◆ Record set:

BEGIN

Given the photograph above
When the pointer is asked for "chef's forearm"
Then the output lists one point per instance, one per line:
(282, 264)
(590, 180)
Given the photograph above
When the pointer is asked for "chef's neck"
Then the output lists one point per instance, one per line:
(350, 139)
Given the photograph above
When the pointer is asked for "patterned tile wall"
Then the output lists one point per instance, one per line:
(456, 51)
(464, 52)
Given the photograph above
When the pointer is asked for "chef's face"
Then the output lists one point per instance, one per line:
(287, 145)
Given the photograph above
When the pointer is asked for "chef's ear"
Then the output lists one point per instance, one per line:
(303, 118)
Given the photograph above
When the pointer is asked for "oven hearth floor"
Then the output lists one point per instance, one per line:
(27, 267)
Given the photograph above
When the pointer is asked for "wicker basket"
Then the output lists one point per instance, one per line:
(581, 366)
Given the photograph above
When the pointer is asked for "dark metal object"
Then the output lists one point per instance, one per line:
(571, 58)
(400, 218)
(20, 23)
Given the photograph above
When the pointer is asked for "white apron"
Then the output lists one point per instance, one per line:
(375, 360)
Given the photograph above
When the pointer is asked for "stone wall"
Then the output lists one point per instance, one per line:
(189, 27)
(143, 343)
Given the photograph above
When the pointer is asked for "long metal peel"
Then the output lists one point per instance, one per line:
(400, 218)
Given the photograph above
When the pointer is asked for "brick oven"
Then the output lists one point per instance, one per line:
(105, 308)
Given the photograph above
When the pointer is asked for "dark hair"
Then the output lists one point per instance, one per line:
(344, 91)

END
BEGIN

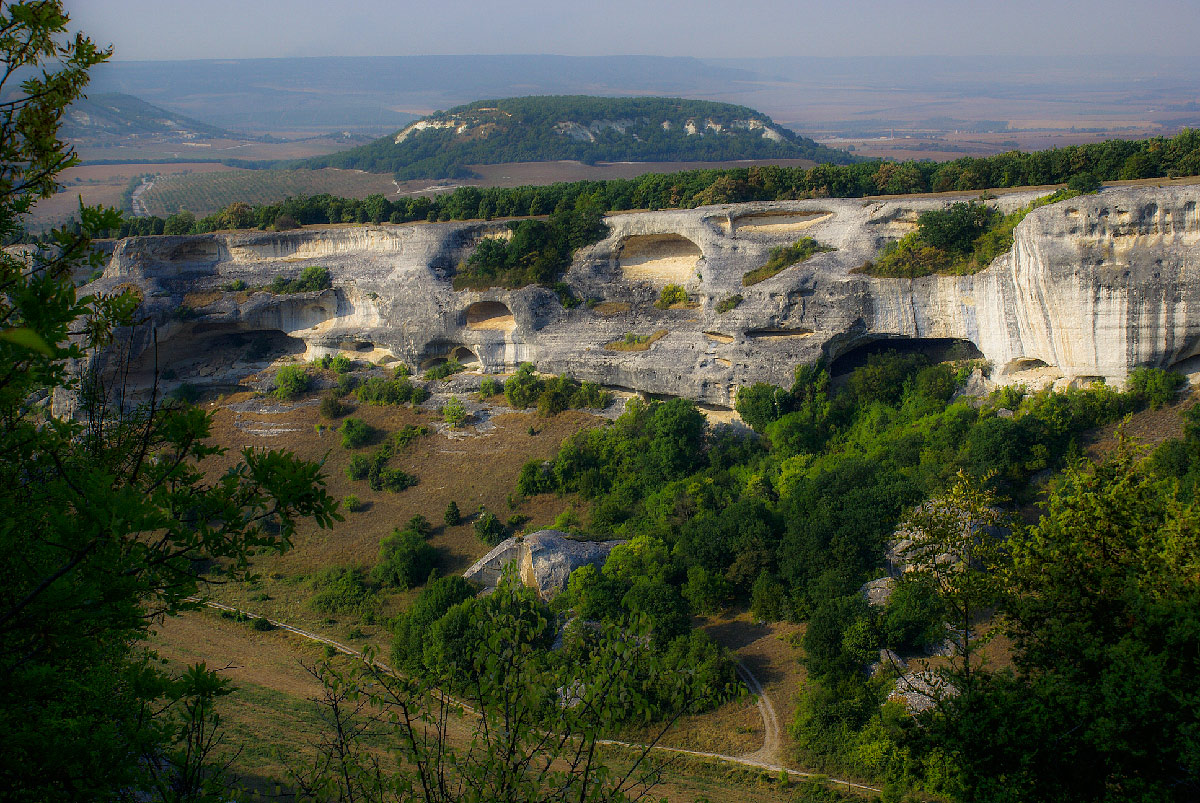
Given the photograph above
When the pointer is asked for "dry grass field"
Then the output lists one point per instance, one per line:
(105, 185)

END

◆ What the task asks: List each line above that contains the string "chef". Case counts.

◆ Worked solution:
When the pointer is asked for "chef's forearm"
When the pointer is asked for "chef's neck"
When the pointer is asked for "chef's face"
When the pointer is asked for "chef's ear"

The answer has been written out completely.